Aim of the exercise: Look through the data that follows and work out how many lines contain the string "skinsuit". Nothing but that number should be given.

Stored data entries

_ _ _ _ _ _ _

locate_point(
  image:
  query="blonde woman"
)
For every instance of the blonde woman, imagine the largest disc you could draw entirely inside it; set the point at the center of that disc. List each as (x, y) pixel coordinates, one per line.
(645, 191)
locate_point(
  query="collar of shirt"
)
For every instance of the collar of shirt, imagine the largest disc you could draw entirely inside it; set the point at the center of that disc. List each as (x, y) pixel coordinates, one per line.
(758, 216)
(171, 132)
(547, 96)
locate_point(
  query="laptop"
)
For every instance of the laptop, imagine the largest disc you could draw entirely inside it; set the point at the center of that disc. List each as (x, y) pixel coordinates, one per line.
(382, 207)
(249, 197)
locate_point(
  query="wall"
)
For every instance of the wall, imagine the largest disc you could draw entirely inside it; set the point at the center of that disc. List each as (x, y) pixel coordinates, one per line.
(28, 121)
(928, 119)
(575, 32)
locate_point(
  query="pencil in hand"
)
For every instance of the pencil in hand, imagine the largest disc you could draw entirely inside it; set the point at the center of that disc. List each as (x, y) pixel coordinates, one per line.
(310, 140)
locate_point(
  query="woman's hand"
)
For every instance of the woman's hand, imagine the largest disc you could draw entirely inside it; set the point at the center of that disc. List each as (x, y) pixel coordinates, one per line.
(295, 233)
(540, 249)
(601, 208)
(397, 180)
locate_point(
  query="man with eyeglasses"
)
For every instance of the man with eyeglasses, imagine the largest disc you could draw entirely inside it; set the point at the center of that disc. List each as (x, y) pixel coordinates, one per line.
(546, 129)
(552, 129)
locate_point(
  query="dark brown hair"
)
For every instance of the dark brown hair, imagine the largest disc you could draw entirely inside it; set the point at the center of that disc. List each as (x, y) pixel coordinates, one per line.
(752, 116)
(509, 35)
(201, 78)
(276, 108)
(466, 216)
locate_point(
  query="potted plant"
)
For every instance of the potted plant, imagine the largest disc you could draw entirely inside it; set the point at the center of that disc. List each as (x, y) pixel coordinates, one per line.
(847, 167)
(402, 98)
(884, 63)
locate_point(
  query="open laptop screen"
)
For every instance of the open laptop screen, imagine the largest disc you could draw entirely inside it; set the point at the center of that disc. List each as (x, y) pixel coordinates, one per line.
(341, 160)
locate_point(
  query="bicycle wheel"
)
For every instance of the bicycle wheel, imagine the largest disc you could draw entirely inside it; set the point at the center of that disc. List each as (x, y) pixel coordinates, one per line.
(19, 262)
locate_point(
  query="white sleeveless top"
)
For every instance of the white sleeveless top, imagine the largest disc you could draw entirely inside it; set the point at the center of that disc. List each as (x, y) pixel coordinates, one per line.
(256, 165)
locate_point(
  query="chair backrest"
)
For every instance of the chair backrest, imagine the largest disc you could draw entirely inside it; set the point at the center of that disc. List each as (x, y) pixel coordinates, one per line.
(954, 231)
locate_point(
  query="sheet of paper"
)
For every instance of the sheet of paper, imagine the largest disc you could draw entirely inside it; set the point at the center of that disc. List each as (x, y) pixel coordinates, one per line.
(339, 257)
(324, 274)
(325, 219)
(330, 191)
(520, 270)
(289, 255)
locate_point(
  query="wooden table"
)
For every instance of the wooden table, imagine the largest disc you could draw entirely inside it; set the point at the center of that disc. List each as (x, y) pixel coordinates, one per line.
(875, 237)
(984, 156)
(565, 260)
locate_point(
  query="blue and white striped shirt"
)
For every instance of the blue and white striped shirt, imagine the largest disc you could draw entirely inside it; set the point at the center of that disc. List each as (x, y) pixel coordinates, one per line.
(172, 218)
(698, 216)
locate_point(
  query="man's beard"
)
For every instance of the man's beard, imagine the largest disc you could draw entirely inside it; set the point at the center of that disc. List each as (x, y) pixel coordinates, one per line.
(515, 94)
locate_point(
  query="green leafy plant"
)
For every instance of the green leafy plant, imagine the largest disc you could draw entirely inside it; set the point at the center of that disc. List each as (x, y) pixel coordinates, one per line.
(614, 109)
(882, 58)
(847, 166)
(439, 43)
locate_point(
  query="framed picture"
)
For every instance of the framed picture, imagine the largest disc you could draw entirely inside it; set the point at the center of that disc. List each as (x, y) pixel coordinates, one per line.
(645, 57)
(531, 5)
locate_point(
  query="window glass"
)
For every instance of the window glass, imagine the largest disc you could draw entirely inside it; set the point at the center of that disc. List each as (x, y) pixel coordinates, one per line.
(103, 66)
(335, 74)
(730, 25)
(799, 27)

_ _ _ _ _ _ _

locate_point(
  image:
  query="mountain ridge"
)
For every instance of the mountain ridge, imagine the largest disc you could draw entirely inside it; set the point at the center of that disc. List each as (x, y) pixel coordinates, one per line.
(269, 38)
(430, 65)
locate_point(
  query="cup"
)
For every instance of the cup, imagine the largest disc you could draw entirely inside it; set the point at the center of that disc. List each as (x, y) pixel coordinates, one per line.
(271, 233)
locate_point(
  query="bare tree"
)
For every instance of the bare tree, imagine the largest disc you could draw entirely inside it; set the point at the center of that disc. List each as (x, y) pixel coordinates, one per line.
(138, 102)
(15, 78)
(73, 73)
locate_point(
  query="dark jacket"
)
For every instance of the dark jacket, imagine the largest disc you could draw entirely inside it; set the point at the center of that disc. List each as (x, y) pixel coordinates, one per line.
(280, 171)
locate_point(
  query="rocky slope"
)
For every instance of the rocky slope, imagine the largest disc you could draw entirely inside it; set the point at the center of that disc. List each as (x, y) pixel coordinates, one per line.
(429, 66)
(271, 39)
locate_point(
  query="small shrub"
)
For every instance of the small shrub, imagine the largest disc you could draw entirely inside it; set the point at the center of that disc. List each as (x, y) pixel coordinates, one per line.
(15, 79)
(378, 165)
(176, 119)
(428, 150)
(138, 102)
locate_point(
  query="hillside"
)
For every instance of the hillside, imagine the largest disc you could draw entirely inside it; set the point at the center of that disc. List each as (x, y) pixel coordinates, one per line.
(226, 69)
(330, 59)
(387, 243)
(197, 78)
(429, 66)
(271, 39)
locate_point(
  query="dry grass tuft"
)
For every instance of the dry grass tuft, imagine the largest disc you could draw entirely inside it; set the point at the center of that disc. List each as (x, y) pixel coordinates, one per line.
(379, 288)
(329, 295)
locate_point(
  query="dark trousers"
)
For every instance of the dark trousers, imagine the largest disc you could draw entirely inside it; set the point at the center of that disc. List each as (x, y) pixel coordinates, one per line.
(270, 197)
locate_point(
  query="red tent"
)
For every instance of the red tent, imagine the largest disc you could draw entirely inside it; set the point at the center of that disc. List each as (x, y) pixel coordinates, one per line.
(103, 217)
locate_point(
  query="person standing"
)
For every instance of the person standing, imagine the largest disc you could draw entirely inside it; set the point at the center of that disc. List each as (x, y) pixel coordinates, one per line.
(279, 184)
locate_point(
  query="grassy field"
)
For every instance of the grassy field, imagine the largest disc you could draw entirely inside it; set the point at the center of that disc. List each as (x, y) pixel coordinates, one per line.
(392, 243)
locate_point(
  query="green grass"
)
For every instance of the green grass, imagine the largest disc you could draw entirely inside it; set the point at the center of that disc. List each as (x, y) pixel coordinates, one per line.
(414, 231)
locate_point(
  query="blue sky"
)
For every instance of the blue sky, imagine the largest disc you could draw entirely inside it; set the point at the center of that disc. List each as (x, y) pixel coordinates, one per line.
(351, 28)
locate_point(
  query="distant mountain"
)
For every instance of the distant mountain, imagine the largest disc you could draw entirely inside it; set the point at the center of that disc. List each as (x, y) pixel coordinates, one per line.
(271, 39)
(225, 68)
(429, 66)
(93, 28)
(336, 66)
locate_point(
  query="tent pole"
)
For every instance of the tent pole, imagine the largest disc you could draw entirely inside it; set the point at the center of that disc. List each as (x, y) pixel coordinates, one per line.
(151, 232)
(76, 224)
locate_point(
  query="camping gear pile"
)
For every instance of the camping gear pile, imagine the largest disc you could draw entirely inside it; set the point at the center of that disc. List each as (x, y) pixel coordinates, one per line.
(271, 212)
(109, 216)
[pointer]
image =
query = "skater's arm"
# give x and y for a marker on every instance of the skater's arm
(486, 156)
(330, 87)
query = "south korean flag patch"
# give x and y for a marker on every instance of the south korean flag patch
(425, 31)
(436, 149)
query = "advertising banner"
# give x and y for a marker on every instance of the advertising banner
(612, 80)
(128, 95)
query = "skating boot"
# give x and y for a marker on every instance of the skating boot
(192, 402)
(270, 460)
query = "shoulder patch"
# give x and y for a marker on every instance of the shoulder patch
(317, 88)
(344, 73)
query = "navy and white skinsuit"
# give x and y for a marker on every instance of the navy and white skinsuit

_ _ _ _ _ _ _

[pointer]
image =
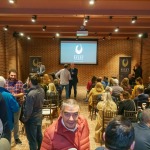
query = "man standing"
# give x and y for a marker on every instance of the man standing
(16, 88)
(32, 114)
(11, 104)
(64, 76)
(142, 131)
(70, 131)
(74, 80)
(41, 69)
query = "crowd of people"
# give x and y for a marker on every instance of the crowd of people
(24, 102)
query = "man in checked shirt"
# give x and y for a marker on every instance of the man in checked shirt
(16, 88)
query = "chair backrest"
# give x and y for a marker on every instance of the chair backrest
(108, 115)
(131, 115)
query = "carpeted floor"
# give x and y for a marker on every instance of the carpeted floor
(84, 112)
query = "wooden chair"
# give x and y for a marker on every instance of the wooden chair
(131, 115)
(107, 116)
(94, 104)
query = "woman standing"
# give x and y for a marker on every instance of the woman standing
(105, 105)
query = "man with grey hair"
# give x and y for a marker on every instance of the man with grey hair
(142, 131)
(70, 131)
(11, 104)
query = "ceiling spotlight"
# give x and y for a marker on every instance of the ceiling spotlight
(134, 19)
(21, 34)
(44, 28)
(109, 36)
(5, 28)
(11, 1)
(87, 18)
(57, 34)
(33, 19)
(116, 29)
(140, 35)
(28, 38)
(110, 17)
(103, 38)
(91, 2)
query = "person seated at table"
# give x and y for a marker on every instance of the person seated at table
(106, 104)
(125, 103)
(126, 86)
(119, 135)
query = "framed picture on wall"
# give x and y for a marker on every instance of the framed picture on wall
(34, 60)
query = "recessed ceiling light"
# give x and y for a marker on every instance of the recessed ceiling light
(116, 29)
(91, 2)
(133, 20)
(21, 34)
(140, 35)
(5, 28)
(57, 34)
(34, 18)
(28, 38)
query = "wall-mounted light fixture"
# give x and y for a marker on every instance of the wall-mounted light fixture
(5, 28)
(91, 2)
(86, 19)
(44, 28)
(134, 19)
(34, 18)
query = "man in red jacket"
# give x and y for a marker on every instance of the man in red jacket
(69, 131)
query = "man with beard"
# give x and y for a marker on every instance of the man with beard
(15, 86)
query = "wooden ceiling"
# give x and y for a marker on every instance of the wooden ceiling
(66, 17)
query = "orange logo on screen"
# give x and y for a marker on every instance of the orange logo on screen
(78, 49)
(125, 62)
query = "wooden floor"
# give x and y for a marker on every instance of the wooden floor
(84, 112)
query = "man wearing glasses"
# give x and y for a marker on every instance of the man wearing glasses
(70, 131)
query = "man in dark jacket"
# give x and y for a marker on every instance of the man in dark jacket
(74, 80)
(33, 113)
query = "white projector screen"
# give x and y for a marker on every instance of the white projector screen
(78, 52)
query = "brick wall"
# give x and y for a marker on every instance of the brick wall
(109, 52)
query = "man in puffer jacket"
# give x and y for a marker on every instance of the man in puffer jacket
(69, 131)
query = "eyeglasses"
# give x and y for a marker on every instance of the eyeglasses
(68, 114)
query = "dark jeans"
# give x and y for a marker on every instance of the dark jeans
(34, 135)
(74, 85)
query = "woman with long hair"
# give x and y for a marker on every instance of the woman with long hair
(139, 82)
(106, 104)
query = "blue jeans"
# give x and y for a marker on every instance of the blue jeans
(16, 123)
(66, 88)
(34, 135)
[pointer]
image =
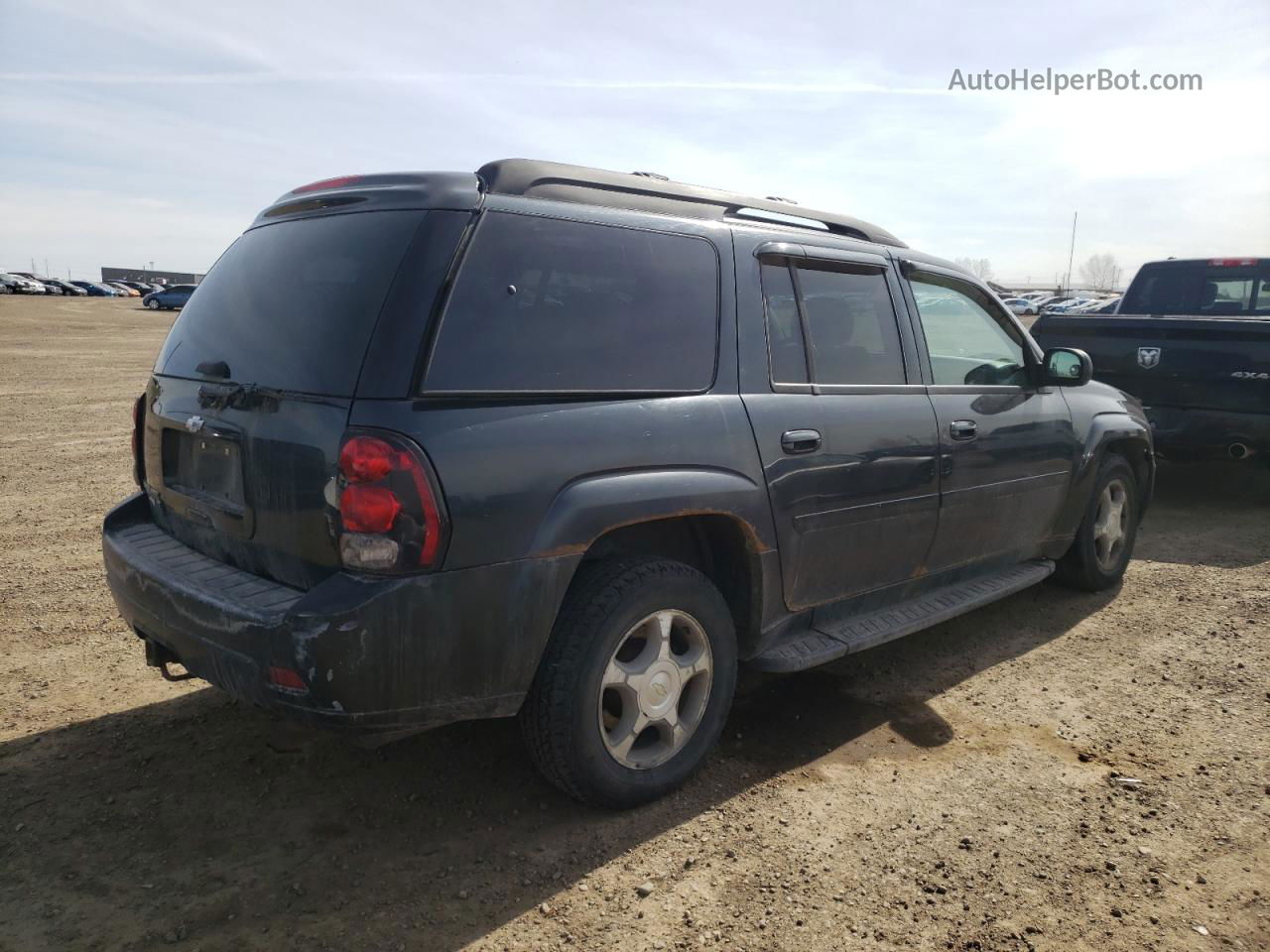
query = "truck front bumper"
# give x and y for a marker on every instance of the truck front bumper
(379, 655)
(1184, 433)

_ _ _ _ _ _ _

Answer to the exercise: 2